» Verilen metin:
============
Makale

HÜZÜN DİYARI Kerbela’ya yolculuk

HÜZÜN DİYARI Kerbela’ya yolculuK

Doç. Dr. Enver ARPA
DİB Başkanlık Müşaviri

Kerbela; hüzün diyarı, Müslümanların üzüntü kaynağıdır.
Kutlu elçilerinin göz aydınlığı sevgili torununun beraberindekilerle birlikte yürekler sızlatan şehadetinin mekânıdır.

KERBELA; hüzün diyarı, Müslümanların üzüntü kaynağıdır. Kutlu elçilerinin göz aydınlığı sevgili torununun beraberindekilerle birlikte yürekler sızlatan şehadetinin mekânıdır. Asırlardır acıları terennüm edilen, kasideleri yazılan, türküleri bestelenen Kerbela’yı ilk defa ziyaret etme fırsatı bulmuştum.
Bağdat ziyaretimizin ardından Kerbela ve Necef’e gitmek üzere araçla yola koyulduk. Bize eşlik eden Iraklı kaptanımızla güven içerisinde devam eden neşeli bir yolculukla Kerbela’ya doğru ilerlerken karşımıza Kerbela’ya 50 km kaldığını belirten yol levhası çıkınca kelimelerle tarif edemeyeceğim bir duyguya kapıldım. Sanki bir rüya görmüş gibiydim. İsmi duyulduğunda hüznü ve elemi çağrıştıran Kerbela’ya; ilim ve ulema diyarı, Hz. Ali Efendimizin ikametgâhı Kûfe’ye yakınlaştığımızı hissetmeye başlayınca, merakım artmaya başladı.
120 km’lik Bağdat-Kerbela yolunu 3 saatte ancak katedebildik. Yollarda yoğun bir trafik vardı. Seyahatimiz Şii dünyasının “Erbain” olarak isimlendirdiği döneme denk gelmişti. Hz. Hüseyin efendimizin şehadetinin 40. gününe denk gelen “Erbain” Şii geleneğinde önemli bir ritüeldir. Şiiler, çeşitli bölgelerden kırkıncı günde Kerbela’da olacak şekilde yaya olarak yola çıkarak buraya doğru yürürler. Meşhet ve Basra gibi uzak bölgelerden gelecek olanlar seyahatimizin yaşandığı günlerde yola çıkmışlardı. Kimileri ise önceden gelip Kerbela’ya yerleşerek “Erbain”i beklemeye başlamışlardı. Öte yandan Irak’ta yaşanmakta olan çatışmalardan etkilenen pek çok insan, daha güvenli olan ve çatışma yaşanmayan bu bölgeye göç etmişti. Özellikle de çatışma bölgelerinde yaşamakta olan Şii Türkmenlerin yoğun bir şekilde bu bölgeye göç ettiklerini öğrendik. Erbain dönemi ve göç olayları bir araya gelince bölge oldukça yoğun bir trafiğe sahip olmuştu.
============
» Verilen görev A:
Kerbela yolculuğu metninde "KERBELA; hüzün diyarı, Müslümanların üzüntü kaynağıdır. Kutlu" ile "etme fırsatı bulmuştum." arasındaki bölümü, iki ifade de dahil olmak üzere harfi harfine yazıya geçirin.

» Çıkarılan liste:
============
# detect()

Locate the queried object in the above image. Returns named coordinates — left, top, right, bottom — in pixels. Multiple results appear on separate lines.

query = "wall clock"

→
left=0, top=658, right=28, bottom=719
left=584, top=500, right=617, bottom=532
============
» Verilen görev B:
Yukarıdaki listenin tamamını, her satır bir dize olacak ve boş satırlar atlanacak biçimde bir JSON dizisi olarak ifade edin.

» Tam yanıt A:
KERBELA; hüzün diyarı, Müslümanların üzüntü kaynağıdır. Kutlu elçilerinin göz aydınlığı sevgili torununun beraberindekilerle birlikte yürekler sızlatan şehadetinin mekânıdır. Asırlardır acıları terennüm edilen, kasideleri yazılan, türküleri bestelenen Kerbela’yı ilk defa ziyaret etme fırsatı bulmuştum.

» Tam yanıt B:
[
  "# detect()",
  "Locate the queried object in the above image. Returns named coordinates — left, top, right, bottom — in pixels. Multiple results appear on separate lines.",
  "query = \"wall clock\"",
  "→",
  "left=0, top=658, right=28, bottom=719",
  "left=584, top=500, right=617, bottom=532"
]